**EXERCISE DIRECTIONS**
Please reproduce every line in the stretch from the start of the entries through the line containing "point(35, 273)", and shift only the answer coordinates by adding 5 to each of their numbers.
-- BEGIN TASK INPUT --
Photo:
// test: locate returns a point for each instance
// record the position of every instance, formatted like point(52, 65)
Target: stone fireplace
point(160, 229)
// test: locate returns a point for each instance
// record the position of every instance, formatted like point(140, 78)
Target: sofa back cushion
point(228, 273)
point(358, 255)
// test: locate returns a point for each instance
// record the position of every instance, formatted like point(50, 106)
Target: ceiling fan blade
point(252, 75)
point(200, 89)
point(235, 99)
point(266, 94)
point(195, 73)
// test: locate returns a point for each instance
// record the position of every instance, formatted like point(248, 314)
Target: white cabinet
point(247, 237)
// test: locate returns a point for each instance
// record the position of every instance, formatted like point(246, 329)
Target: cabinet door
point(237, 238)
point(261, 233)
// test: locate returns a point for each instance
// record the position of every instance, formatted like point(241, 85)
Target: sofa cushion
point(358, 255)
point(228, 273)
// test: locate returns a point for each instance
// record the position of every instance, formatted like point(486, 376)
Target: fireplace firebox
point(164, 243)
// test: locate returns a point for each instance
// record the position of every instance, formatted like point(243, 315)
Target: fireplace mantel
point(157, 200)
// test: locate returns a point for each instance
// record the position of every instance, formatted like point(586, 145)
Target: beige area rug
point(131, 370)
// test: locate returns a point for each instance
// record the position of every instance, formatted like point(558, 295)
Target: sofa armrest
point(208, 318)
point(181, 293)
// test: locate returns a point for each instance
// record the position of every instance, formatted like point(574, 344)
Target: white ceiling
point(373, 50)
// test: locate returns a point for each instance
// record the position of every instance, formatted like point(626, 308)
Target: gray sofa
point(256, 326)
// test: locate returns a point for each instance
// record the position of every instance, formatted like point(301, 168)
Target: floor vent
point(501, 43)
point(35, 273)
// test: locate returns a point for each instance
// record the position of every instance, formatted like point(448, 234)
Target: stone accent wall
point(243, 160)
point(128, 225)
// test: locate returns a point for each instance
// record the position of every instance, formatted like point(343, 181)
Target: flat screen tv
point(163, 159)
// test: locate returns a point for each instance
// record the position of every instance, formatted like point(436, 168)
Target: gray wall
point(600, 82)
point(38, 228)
-- END TASK INPUT --
**ANSWER IN FULL**
Photo:
// test: locate returns a point for each instance
// record the position of every instance, formatted like point(52, 65)
Target: stone fireplace
point(165, 234)
// test: locate returns a point for each instance
// record the position of every instance, formatted like point(140, 78)
Target: sofa back cushion
point(233, 278)
point(363, 260)
// test: locate returns a point for each instance
// record the position of every instance, formatted like point(50, 106)
Target: ceiling fan blade
point(257, 80)
point(205, 94)
point(240, 104)
point(271, 99)
point(200, 78)
// test: locate returns a point for each instance
// record the position of every instance, formatted like point(248, 314)
Target: white cabinet
point(252, 242)
// test: locate returns a point for each instance
// record the position of every instance, formatted like point(246, 329)
Target: cabinet door
point(242, 243)
point(266, 238)
// test: locate returns a point for each instance
// record the position of every instance, formatted like point(241, 85)
Target: sofa cushion
point(363, 260)
point(233, 278)
// test: locate returns a point for each instance
// record the position of every instance, formatted like point(486, 376)
Target: fireplace firebox
point(169, 248)
// test: locate returns a point for each instance
// record the position of every instance, formatted like point(243, 315)
Target: fireplace mantel
point(162, 205)
// test: locate returns a point for each instance
// record the position of every instance, formatted like point(586, 145)
Target: beige area rug
point(136, 375)
// test: locate returns a point for each instance
// record the position of every instance, formatted like point(558, 295)
Target: sofa armrest
point(213, 323)
point(186, 298)
// test: locate returns a point for each instance
// record the position of every instance, formatted like point(574, 344)
Target: white ceiling
point(378, 55)
// test: locate returns a point for each instance
// record the position of every instance, formatted like point(626, 308)
Target: gray sofa
point(261, 331)
// test: locate returns a point for each instance
// record the position of every instance, formatted like point(301, 168)
Target: floor vent
point(506, 48)
point(40, 278)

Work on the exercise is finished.